[Extracted data]
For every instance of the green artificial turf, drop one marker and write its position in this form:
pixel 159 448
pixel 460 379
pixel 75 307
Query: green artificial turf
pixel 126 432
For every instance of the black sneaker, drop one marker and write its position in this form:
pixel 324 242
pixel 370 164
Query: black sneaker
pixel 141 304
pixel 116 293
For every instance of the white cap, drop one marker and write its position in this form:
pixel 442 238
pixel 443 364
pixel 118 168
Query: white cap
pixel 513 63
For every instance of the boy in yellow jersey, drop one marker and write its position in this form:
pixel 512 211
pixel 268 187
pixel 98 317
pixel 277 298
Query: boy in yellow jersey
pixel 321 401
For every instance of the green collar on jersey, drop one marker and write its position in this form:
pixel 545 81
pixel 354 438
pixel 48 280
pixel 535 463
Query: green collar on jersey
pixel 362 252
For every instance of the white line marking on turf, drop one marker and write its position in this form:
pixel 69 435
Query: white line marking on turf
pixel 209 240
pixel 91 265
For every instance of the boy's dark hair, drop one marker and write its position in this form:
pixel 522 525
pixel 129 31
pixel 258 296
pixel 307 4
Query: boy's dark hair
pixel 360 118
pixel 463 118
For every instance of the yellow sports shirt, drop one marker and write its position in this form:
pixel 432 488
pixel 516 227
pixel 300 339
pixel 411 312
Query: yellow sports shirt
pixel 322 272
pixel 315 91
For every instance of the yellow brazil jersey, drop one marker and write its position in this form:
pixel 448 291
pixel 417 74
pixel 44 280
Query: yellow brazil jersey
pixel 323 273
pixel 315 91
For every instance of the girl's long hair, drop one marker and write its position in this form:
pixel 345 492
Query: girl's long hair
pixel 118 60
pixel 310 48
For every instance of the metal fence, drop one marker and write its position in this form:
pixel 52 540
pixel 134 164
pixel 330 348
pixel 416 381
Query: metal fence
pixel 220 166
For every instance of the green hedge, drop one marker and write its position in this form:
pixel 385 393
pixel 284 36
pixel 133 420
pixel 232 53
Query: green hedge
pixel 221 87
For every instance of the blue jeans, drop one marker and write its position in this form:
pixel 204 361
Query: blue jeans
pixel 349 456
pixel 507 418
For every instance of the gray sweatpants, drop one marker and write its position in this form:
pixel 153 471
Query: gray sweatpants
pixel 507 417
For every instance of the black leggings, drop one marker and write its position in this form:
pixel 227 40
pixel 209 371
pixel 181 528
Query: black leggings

[Work instruction] All lines from the one containing "Query: metal fence" through the final line of the records above are to be set down exactly, and no other line is to appear.

[Written response]
Query: metal fence
pixel 220 166
For every instance of the green hedge, drop one marker and write its position in this form:
pixel 385 393
pixel 284 36
pixel 133 420
pixel 232 53
Query: green hedge
pixel 221 87
For every instance of the blue jeans, drop one marker and write its position in this form:
pixel 204 361
Query: blue jeans
pixel 349 456
pixel 507 418
For every instance of the gray sweatpants, drop one marker and write its position in this form:
pixel 153 471
Query: gray sweatpants
pixel 507 417
For every instance of the black leggings, drop one marker and write its position in this form:
pixel 227 40
pixel 209 371
pixel 181 528
Query: black leggings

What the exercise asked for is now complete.